Listed entries:
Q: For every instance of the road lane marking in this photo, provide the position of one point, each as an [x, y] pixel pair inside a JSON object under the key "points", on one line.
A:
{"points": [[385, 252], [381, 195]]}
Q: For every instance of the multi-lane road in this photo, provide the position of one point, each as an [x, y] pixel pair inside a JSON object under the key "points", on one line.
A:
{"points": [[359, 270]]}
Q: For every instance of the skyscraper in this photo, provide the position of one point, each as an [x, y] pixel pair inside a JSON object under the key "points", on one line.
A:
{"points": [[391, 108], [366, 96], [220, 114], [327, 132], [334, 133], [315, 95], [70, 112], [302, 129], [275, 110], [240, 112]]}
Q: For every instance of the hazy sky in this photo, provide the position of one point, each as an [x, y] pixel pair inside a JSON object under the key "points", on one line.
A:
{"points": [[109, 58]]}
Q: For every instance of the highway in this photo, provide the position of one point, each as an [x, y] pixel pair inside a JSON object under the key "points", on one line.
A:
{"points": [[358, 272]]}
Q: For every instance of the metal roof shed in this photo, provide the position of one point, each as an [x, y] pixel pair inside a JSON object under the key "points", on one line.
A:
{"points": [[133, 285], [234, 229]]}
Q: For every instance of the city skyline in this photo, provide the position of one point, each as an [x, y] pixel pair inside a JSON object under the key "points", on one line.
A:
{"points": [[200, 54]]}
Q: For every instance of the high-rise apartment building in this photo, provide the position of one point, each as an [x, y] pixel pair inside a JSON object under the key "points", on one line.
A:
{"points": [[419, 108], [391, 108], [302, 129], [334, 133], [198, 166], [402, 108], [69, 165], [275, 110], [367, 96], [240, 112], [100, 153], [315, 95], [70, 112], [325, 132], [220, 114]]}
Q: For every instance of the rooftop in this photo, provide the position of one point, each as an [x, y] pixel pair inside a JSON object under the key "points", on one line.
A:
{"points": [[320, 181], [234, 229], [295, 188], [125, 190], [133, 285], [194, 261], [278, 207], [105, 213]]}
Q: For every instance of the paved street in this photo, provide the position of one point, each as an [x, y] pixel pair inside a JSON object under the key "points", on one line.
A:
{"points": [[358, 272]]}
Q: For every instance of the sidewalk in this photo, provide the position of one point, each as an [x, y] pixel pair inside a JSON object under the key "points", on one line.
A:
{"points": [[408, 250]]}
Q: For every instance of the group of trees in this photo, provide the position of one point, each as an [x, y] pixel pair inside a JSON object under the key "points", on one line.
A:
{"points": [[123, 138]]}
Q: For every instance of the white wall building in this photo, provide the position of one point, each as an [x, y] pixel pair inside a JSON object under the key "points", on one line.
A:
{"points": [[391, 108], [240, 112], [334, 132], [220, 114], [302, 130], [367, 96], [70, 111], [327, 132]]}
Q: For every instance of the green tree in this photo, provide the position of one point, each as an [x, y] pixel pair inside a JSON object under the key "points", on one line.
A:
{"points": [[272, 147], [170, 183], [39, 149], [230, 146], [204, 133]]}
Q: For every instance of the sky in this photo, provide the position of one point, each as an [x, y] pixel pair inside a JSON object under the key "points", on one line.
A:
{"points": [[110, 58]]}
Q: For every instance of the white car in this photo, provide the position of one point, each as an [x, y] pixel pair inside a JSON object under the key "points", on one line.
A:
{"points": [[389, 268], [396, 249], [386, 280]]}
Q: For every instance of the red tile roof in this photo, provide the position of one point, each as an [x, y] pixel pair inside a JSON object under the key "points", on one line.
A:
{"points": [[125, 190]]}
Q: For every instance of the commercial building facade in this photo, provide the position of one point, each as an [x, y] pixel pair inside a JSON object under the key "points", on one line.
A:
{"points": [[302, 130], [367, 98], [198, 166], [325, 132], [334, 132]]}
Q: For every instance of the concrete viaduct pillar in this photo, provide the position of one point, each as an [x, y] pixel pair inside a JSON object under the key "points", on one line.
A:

--

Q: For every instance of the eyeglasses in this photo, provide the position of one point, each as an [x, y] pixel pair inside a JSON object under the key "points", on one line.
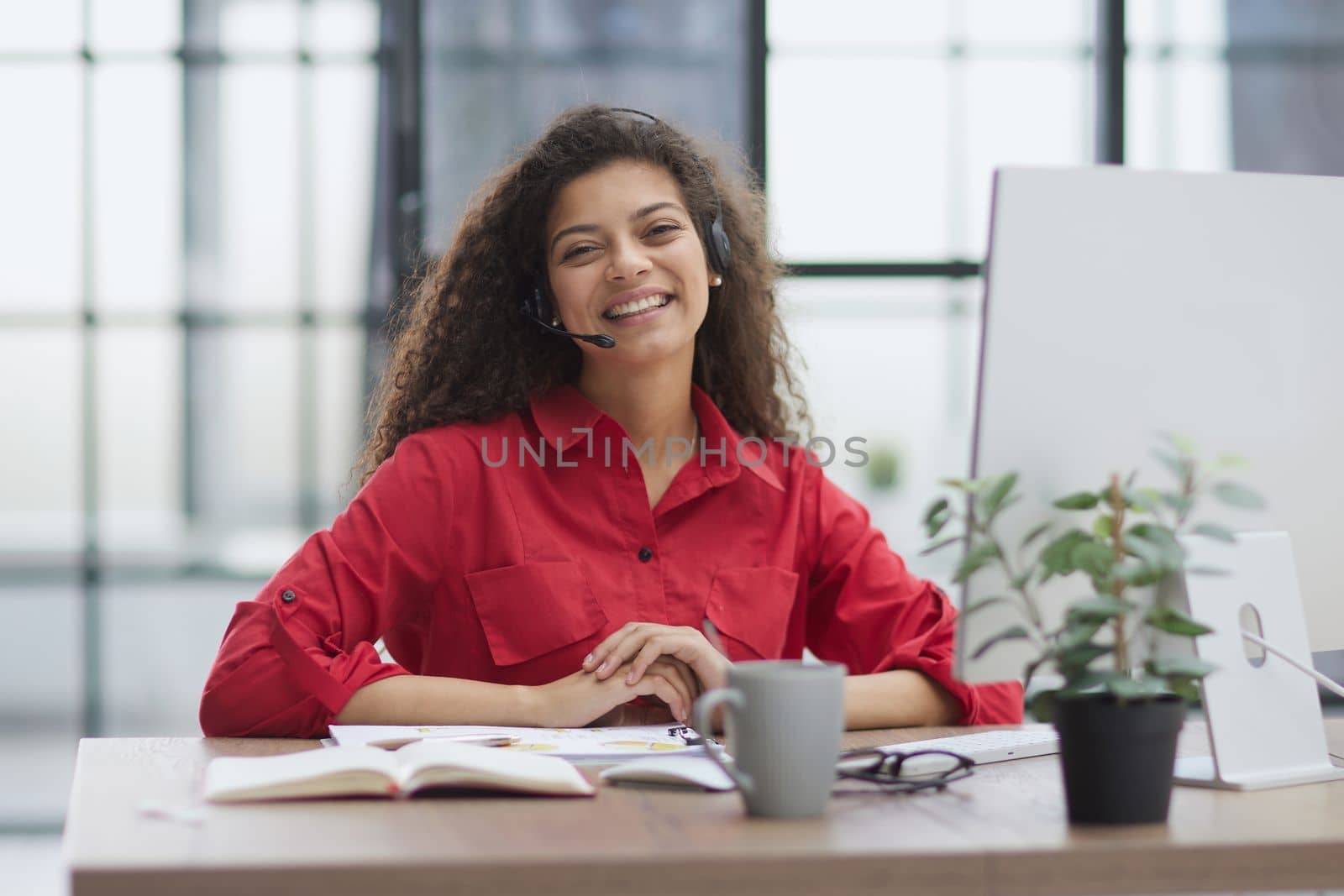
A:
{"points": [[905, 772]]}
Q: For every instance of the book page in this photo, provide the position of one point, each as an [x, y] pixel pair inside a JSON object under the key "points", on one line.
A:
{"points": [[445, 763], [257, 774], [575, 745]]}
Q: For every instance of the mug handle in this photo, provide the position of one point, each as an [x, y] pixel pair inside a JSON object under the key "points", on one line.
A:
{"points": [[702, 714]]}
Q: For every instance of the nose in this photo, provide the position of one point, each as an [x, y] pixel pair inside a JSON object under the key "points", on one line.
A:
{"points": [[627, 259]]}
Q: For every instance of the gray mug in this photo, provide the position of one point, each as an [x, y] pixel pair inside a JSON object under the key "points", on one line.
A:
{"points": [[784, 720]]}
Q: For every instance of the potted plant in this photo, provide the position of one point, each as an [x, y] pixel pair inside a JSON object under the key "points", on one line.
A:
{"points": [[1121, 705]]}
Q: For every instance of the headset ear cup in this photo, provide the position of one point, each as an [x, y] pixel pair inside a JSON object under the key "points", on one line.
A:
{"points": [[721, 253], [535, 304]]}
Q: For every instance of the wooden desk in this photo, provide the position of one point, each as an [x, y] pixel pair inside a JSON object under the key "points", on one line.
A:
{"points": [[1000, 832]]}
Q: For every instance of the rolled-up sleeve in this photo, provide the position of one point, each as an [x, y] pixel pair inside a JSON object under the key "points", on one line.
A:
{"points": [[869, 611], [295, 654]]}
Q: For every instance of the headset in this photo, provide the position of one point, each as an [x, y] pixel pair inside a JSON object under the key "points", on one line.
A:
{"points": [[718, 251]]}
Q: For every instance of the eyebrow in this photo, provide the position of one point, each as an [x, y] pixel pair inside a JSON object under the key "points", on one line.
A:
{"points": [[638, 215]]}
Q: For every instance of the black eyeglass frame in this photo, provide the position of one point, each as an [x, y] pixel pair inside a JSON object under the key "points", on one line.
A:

* * *

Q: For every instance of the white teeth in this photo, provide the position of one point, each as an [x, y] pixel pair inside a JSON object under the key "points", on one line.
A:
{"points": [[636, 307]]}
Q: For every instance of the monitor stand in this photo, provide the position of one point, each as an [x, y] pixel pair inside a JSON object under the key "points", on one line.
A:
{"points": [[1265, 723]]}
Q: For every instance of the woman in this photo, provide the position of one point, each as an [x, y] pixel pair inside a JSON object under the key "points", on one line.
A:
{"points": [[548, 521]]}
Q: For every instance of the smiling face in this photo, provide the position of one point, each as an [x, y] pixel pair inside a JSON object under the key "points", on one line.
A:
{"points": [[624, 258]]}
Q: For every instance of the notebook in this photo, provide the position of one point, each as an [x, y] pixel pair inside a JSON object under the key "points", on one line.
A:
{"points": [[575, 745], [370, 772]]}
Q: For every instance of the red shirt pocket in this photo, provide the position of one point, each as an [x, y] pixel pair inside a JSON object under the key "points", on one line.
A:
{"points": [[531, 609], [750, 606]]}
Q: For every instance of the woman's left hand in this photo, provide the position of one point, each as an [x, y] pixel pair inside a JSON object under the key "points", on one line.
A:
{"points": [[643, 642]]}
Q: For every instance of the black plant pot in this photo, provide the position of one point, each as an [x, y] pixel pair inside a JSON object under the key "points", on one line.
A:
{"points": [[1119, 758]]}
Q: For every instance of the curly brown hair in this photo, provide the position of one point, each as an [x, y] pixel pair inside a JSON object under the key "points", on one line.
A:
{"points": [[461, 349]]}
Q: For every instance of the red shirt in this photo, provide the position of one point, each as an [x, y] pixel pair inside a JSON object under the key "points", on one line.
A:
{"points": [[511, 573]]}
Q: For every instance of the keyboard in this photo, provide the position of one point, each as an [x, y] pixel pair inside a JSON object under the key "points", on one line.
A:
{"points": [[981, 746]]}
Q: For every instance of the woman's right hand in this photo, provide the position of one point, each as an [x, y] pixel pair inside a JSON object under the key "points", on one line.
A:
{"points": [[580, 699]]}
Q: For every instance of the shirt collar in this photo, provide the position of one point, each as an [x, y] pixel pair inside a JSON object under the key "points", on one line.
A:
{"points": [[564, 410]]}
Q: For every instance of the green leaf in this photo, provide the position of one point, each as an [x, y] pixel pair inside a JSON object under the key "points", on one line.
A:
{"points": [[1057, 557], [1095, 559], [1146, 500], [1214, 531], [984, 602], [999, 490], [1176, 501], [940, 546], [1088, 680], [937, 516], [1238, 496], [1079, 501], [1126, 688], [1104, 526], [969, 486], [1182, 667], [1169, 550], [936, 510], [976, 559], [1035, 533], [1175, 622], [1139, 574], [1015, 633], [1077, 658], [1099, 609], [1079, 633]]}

Exercise objective: Scan the records for the string "lane". Copy each line in which it appears.

The answer:
Q: For every instance of the road lane marking in this photo, provide the position of one point, each as an [x, y] pixel pair inside a JSON object under the key "points", on one line.
Q: For every instance of the multi-lane road in this photo, provide the position of one point, each as an [x, y] pixel pair inside a JSON object under the key "points", on one line.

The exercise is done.